— start Records for this exercise —

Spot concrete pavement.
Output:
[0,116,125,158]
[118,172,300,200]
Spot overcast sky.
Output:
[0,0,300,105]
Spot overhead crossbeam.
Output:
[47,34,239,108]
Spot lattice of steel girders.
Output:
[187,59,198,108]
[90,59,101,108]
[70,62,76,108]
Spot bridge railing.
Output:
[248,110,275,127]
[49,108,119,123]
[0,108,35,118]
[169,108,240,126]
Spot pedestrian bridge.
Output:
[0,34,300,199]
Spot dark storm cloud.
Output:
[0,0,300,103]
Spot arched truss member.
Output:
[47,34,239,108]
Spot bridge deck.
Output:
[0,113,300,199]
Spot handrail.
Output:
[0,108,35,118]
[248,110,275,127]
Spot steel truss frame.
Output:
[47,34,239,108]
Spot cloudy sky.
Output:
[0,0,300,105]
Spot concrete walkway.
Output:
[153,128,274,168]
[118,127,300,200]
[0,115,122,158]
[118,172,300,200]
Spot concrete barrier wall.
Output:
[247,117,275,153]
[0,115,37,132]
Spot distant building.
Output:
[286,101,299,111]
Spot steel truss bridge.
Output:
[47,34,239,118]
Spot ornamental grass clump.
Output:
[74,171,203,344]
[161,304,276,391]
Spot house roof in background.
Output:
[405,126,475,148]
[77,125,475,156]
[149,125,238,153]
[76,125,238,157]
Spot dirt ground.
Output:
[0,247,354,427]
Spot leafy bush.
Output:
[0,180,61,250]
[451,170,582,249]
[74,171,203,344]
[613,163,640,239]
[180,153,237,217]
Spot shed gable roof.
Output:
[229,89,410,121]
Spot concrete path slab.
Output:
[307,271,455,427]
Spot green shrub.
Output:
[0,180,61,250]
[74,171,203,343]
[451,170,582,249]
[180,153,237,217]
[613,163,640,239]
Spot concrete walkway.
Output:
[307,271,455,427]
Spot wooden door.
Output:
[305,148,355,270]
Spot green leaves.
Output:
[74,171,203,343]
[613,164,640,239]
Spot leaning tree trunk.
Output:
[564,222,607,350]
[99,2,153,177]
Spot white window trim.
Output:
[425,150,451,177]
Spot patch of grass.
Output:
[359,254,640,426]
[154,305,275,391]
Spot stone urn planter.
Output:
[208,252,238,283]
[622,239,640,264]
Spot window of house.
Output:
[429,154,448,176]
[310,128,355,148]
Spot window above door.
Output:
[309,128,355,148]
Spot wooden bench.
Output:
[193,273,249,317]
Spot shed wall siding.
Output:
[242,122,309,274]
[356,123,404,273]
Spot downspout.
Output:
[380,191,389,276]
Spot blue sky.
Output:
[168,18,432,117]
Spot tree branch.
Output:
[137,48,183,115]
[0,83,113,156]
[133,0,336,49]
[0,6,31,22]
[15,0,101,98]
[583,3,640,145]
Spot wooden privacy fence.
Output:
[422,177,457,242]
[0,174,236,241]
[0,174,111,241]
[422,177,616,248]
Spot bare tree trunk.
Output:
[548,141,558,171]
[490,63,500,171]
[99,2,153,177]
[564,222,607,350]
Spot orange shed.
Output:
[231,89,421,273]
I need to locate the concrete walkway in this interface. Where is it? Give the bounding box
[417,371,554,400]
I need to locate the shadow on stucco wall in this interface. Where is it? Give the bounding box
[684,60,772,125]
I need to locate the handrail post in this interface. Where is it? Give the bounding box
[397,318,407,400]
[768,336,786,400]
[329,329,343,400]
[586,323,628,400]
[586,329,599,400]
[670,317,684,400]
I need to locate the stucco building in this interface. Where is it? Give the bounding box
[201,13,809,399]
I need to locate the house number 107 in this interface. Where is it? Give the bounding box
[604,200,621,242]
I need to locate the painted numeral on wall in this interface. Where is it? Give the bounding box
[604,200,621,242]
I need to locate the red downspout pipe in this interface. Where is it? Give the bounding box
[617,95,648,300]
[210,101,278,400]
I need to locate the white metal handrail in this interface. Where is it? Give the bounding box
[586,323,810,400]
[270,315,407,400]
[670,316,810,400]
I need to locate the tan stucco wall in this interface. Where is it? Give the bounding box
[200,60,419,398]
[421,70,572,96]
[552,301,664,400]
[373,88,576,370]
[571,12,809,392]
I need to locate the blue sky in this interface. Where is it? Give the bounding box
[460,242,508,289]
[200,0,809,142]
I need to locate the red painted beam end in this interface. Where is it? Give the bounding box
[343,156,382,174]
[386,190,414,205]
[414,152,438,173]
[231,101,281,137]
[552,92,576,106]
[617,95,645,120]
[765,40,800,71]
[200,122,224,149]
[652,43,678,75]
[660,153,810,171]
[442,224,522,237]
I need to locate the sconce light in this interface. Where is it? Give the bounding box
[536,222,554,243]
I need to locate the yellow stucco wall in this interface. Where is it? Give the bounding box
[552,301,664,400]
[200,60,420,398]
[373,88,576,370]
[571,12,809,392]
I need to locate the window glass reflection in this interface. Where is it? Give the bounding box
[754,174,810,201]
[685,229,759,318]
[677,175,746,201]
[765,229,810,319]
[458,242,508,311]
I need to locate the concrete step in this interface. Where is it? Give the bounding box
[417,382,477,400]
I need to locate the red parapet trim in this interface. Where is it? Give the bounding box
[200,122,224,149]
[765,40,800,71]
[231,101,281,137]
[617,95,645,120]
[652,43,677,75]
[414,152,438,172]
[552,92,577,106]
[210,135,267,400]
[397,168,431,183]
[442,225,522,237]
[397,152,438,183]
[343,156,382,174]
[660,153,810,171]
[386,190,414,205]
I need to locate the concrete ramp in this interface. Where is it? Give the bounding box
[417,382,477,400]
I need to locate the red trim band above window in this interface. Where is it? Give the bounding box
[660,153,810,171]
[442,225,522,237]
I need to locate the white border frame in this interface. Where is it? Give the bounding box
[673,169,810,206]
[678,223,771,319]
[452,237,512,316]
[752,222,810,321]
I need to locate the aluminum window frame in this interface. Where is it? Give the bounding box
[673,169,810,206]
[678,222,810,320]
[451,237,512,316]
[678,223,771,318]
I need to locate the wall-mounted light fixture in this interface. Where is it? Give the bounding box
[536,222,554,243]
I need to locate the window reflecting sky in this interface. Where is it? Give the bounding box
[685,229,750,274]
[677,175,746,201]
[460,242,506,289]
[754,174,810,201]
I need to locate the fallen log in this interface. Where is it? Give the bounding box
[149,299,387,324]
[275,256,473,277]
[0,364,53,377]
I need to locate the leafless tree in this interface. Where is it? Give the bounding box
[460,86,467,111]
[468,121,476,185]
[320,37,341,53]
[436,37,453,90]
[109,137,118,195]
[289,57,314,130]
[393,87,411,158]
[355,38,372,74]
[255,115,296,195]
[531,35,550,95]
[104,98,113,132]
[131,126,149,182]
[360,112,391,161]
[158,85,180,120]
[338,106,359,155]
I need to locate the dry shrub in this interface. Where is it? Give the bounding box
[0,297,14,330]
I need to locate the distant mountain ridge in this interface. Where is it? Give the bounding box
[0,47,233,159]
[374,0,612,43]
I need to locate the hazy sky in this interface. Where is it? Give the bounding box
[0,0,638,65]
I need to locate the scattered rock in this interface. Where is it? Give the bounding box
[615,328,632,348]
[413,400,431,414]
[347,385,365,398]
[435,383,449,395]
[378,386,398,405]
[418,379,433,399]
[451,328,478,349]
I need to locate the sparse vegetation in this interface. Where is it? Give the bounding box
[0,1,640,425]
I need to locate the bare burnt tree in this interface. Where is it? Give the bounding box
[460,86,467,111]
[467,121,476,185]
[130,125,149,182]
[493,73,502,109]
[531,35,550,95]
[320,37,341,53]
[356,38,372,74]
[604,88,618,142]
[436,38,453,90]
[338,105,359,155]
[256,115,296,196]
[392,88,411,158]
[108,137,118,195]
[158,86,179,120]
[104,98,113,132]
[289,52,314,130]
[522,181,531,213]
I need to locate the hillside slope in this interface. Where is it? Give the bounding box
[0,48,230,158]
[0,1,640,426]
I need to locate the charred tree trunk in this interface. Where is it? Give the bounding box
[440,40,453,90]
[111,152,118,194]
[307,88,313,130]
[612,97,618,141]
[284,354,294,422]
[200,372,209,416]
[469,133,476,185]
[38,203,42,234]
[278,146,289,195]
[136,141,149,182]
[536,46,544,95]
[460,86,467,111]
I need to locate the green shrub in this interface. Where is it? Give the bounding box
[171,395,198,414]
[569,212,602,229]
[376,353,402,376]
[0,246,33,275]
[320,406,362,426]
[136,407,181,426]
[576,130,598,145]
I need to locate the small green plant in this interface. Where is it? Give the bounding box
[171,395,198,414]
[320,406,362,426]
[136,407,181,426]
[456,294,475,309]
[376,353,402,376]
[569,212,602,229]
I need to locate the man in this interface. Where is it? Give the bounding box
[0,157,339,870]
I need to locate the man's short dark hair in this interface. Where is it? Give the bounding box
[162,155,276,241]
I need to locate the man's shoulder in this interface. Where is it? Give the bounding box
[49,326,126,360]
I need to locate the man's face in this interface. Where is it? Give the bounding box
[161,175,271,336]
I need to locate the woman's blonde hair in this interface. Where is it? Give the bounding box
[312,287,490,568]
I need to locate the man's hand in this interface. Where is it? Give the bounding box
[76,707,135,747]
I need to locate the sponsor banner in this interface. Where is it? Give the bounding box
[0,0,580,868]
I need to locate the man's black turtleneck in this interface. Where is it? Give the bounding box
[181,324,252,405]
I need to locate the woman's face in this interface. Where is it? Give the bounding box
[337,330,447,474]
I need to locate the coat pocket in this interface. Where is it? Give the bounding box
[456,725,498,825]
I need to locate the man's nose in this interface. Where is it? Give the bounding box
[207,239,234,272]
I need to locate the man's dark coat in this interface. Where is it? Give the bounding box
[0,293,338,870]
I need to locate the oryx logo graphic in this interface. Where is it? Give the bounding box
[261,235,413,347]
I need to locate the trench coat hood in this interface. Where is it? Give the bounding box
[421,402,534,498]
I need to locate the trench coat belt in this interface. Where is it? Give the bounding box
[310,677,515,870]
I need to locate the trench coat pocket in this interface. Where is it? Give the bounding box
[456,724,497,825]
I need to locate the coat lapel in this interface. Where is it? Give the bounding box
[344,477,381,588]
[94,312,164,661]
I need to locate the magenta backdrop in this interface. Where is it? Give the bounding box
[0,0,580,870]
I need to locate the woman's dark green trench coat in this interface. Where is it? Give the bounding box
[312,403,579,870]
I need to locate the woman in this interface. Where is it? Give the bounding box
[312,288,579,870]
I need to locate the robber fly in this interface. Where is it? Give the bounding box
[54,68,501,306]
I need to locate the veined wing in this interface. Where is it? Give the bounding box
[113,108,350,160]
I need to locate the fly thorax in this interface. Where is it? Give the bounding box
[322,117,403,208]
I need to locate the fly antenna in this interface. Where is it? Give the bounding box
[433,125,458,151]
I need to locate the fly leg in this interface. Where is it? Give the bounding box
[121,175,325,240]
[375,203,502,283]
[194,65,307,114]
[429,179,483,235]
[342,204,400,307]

— end Records for this exercise —

▸ **Work to complete**: Reproduce word for word the lines of the records from the line with "I need to locate the red trim" to the line with "[0,1,640,425]", including both of those lines.

▸ **Result below**:
I need to locate the red trim band above window in this interface. Where is it? Give the bounding box
[660,153,810,171]
[442,225,522,237]
I need to locate the white border frame in this interface. Where is it? Give the bounding box
[673,169,810,206]
[678,223,771,319]
[452,237,512,316]
[752,222,810,321]
I need to locate the aluminum window frame in this interface. Where is it? Give the bounding box
[673,169,810,206]
[678,222,810,320]
[451,237,512,316]
[678,223,771,318]
I need to locate the wall-mounted light fixture in this interface. Where is it? Give the bounding box
[536,222,554,243]
I need to locate the window reflecting sky in this interface. Where is it? Give the bounding box
[685,229,750,274]
[677,175,746,201]
[460,242,506,289]
[754,174,810,201]
I need to locate the fallen log in this interface. Where is it? Give the bounding box
[149,299,387,324]
[275,256,473,277]
[0,364,53,377]
I need to locate the leafless tree in this interface. Where is it? Give the bounding box
[460,86,467,111]
[468,121,476,185]
[320,37,341,53]
[436,37,453,90]
[109,137,118,195]
[289,57,314,130]
[393,87,411,158]
[355,38,372,74]
[255,115,296,195]
[531,35,550,95]
[104,98,113,132]
[131,126,149,182]
[360,112,391,161]
[158,85,180,120]
[338,106,359,155]
I need to locate the dry shrub in this interface. Where is it? Give the bounding box
[0,297,14,330]
I need to locate the distant mountain ridge in this interface. Where is it? Give the bounding box
[0,47,233,159]
[374,0,612,43]
I need to locate the hazy sky in this interface. Where is it? Give the bounding box
[0,0,638,65]
I need to locate the scattered rock in this interface. Where is it? Give the bounding box
[615,328,632,348]
[413,400,431,414]
[347,385,365,398]
[435,383,449,395]
[378,386,398,405]
[418,379,433,399]
[451,328,478,349]
I need to locate the sparse vegetation in this interface. Where is it? Give the bounding box
[0,1,640,425]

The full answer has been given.